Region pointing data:
· · · ·
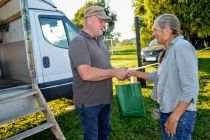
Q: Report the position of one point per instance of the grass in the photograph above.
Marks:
(143, 128)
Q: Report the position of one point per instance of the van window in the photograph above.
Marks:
(54, 31)
(72, 31)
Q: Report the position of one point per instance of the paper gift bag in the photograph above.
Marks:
(130, 99)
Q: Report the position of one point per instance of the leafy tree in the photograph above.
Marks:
(79, 18)
(194, 15)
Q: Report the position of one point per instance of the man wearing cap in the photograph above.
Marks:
(92, 75)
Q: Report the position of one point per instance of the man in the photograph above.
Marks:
(92, 75)
(176, 80)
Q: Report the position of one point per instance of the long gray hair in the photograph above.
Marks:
(168, 21)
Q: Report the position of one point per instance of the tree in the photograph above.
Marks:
(194, 15)
(79, 18)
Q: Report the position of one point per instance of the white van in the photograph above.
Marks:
(35, 48)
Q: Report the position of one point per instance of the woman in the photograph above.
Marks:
(176, 80)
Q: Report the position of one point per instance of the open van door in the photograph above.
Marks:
(54, 33)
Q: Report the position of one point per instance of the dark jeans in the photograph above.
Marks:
(184, 128)
(95, 121)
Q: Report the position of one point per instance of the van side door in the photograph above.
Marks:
(54, 33)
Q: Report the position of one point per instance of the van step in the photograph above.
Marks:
(16, 95)
(22, 114)
(31, 131)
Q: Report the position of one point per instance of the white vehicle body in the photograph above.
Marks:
(35, 48)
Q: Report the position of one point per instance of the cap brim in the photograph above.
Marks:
(104, 17)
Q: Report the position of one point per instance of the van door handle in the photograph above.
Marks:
(46, 62)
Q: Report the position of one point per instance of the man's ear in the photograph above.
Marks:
(168, 31)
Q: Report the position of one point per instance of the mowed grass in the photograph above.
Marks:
(141, 128)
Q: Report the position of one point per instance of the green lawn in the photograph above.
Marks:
(146, 128)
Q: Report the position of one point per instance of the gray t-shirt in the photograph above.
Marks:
(85, 49)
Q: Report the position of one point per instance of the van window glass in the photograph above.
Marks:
(54, 32)
(72, 31)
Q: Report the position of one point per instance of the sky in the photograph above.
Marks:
(123, 10)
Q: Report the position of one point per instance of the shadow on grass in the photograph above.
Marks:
(202, 127)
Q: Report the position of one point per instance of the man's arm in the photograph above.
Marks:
(89, 73)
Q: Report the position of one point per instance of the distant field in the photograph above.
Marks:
(122, 128)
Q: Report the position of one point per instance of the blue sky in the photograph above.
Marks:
(122, 8)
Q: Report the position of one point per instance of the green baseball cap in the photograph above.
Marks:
(96, 11)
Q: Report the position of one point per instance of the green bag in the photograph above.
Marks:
(130, 99)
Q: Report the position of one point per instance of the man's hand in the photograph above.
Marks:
(121, 73)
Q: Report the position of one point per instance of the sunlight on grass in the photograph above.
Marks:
(146, 128)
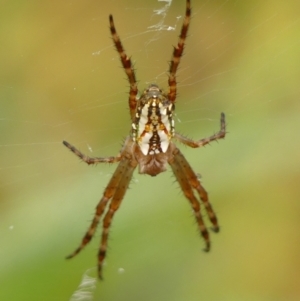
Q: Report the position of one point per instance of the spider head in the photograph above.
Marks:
(153, 127)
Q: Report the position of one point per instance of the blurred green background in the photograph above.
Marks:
(61, 79)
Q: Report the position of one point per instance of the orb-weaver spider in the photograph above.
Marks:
(150, 147)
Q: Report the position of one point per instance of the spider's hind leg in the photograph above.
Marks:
(181, 170)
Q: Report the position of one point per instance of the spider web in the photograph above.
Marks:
(62, 80)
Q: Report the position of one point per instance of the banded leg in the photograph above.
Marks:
(127, 168)
(127, 65)
(109, 192)
(178, 165)
(88, 159)
(195, 183)
(191, 143)
(177, 53)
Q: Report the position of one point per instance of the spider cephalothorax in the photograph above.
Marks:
(150, 147)
(154, 125)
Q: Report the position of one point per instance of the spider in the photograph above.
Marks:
(150, 148)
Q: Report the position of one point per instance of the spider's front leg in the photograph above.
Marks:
(191, 143)
(88, 159)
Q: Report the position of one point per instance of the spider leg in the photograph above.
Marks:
(125, 170)
(195, 183)
(88, 159)
(177, 53)
(127, 65)
(191, 143)
(109, 192)
(179, 166)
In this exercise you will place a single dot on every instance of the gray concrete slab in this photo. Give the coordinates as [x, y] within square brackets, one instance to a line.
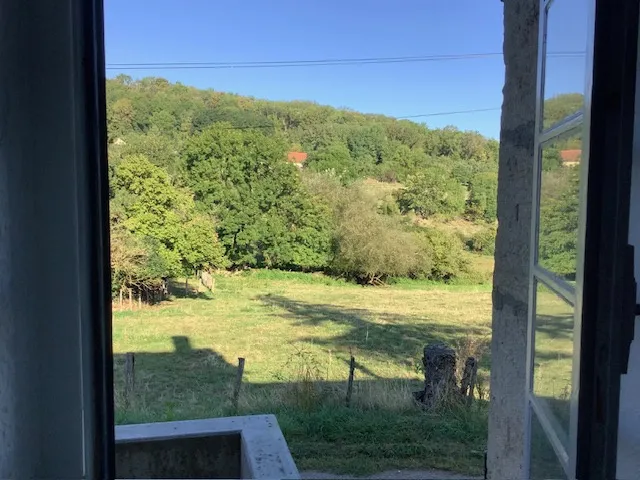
[263, 450]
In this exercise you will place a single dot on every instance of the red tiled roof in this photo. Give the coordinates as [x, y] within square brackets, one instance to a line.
[297, 157]
[570, 156]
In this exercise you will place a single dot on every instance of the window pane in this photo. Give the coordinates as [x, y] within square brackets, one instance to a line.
[553, 358]
[544, 461]
[559, 205]
[565, 63]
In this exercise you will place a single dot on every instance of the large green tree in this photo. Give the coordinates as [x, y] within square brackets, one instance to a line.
[266, 217]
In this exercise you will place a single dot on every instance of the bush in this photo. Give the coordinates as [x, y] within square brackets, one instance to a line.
[483, 241]
[447, 260]
[370, 248]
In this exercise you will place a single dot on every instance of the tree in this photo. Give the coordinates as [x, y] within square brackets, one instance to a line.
[559, 213]
[159, 224]
[483, 197]
[433, 192]
[371, 248]
[334, 158]
[266, 218]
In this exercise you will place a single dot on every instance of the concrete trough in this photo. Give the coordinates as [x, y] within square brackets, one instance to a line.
[233, 447]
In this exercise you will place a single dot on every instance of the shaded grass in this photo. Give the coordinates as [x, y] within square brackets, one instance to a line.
[297, 332]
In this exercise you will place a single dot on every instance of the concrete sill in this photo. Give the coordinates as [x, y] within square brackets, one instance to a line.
[233, 447]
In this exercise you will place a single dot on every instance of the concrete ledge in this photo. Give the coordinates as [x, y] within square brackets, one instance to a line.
[233, 447]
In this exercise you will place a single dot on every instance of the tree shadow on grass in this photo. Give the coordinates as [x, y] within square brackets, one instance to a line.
[399, 338]
[189, 383]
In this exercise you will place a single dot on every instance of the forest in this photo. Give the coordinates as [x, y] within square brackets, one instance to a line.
[199, 181]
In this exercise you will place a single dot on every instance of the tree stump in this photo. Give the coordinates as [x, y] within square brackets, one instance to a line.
[439, 362]
[468, 383]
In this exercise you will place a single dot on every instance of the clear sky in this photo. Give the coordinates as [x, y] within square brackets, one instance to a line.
[271, 30]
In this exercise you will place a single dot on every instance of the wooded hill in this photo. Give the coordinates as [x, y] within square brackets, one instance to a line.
[200, 180]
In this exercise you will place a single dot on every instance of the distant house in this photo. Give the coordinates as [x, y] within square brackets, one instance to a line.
[570, 158]
[298, 158]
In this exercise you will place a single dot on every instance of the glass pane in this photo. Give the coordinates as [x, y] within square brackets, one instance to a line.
[544, 461]
[565, 63]
[559, 205]
[553, 358]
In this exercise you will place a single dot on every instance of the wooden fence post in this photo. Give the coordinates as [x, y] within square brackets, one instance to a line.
[236, 389]
[129, 378]
[352, 367]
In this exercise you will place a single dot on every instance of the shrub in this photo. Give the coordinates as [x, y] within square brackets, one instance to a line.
[370, 248]
[433, 192]
[447, 260]
[483, 196]
[483, 241]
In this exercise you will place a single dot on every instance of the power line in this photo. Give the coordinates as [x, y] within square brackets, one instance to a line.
[437, 114]
[422, 115]
[312, 63]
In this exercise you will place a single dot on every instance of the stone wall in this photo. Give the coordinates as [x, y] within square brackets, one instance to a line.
[511, 277]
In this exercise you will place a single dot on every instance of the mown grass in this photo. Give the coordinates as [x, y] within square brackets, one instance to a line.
[297, 332]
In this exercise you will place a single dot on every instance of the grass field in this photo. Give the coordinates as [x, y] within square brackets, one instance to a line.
[297, 332]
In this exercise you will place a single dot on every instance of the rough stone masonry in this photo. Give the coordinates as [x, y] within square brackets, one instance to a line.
[511, 276]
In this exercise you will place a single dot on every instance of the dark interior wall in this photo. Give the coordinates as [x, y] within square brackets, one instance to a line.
[45, 381]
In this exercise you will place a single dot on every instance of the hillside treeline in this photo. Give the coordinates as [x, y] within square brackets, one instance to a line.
[200, 180]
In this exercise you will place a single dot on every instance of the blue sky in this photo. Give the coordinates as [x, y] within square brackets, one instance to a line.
[265, 30]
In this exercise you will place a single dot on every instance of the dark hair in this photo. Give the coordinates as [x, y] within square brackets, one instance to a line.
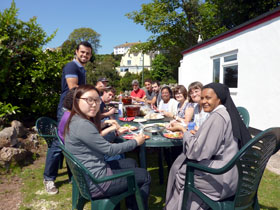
[84, 43]
[76, 109]
[169, 90]
[68, 100]
[148, 80]
[156, 82]
[181, 89]
[110, 89]
[192, 86]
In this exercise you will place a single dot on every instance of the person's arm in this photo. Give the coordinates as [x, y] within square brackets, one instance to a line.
[108, 114]
[205, 143]
[90, 136]
[189, 111]
[72, 82]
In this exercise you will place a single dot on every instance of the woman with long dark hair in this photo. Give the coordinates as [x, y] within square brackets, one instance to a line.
[83, 140]
[213, 145]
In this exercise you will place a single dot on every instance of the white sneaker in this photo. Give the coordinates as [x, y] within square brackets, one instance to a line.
[50, 187]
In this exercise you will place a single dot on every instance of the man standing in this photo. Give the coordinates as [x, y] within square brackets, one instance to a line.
[73, 75]
[150, 94]
[101, 85]
[157, 91]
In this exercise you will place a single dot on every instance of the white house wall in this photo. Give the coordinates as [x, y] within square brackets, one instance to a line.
[258, 70]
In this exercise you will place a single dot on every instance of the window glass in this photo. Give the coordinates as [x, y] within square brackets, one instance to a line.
[231, 76]
[230, 58]
[216, 70]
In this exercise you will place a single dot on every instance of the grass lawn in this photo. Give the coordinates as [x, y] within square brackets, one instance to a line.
[36, 198]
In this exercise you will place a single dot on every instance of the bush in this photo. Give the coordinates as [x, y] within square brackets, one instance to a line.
[31, 74]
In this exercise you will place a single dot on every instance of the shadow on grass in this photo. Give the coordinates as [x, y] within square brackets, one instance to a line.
[268, 208]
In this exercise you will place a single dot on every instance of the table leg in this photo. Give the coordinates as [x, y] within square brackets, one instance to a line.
[142, 156]
[160, 164]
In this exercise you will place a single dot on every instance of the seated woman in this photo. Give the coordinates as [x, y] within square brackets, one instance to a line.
[213, 145]
[83, 140]
[196, 110]
[184, 109]
[168, 105]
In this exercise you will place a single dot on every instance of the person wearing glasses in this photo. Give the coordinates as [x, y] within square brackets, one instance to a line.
[83, 140]
[73, 75]
[137, 93]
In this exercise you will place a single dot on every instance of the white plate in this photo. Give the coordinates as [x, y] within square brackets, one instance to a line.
[139, 120]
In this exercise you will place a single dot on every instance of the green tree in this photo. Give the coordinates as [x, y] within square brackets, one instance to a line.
[175, 26]
[103, 66]
[29, 76]
[160, 68]
[86, 34]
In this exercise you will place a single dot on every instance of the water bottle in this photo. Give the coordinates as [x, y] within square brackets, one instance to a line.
[120, 110]
[191, 126]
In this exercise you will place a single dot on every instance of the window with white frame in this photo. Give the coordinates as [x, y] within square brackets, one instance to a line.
[225, 69]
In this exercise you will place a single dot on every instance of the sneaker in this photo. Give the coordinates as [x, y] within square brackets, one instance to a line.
[50, 187]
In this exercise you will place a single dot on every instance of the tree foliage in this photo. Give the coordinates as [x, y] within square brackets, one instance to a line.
[86, 34]
[30, 76]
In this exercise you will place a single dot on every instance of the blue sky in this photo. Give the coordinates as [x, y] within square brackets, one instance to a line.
[106, 17]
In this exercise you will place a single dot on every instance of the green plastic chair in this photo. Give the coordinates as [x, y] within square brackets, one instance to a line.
[46, 128]
[244, 114]
[80, 187]
[251, 161]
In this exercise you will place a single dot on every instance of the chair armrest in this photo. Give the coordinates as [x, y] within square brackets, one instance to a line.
[47, 136]
[115, 176]
[206, 169]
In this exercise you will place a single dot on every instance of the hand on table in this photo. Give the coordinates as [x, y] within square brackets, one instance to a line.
[175, 126]
[140, 138]
[122, 130]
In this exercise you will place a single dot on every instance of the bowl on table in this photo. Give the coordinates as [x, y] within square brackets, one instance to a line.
[132, 110]
[154, 129]
[127, 100]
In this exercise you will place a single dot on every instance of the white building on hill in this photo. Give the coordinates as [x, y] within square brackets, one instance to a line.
[247, 59]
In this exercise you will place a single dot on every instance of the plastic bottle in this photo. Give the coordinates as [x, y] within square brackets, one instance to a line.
[191, 126]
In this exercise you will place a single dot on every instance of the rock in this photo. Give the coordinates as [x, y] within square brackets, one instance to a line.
[8, 137]
[21, 130]
[9, 153]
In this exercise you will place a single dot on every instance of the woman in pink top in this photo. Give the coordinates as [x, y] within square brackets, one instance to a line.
[137, 93]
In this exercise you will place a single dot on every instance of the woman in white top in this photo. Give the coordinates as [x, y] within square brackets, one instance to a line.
[168, 105]
[185, 109]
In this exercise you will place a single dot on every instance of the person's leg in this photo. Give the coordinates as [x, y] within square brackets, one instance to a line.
[51, 167]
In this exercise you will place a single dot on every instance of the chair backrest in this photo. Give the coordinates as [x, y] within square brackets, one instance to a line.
[244, 114]
[58, 137]
[80, 173]
[251, 163]
[46, 128]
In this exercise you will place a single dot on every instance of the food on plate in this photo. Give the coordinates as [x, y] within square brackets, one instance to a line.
[126, 118]
[174, 135]
[153, 116]
[130, 127]
[140, 120]
[131, 136]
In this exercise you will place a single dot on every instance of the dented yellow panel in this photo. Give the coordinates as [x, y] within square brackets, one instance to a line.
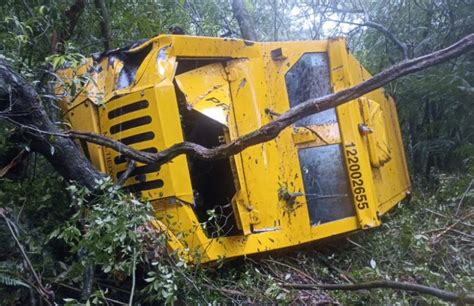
[328, 174]
[207, 91]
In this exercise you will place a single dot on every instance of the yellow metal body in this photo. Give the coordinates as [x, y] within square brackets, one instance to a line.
[325, 176]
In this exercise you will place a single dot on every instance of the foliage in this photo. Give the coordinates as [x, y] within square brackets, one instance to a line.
[110, 230]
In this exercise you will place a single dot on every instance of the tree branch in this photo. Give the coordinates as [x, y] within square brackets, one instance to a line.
[46, 294]
[19, 101]
[246, 24]
[104, 23]
[442, 294]
[272, 129]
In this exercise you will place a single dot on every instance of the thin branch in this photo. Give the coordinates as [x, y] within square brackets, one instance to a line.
[130, 167]
[104, 23]
[442, 294]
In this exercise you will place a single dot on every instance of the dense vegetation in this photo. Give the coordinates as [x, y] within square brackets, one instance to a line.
[427, 240]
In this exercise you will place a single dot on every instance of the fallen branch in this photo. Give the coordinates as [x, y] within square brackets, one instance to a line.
[442, 294]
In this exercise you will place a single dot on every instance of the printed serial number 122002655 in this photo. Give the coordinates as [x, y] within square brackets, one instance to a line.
[357, 183]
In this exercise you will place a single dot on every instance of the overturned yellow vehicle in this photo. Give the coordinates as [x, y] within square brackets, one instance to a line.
[329, 174]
· · · ·
■ **Problem**
Give the count of lines in the data that contain the word "door", and write nothing besides it.

■ **Response below**
3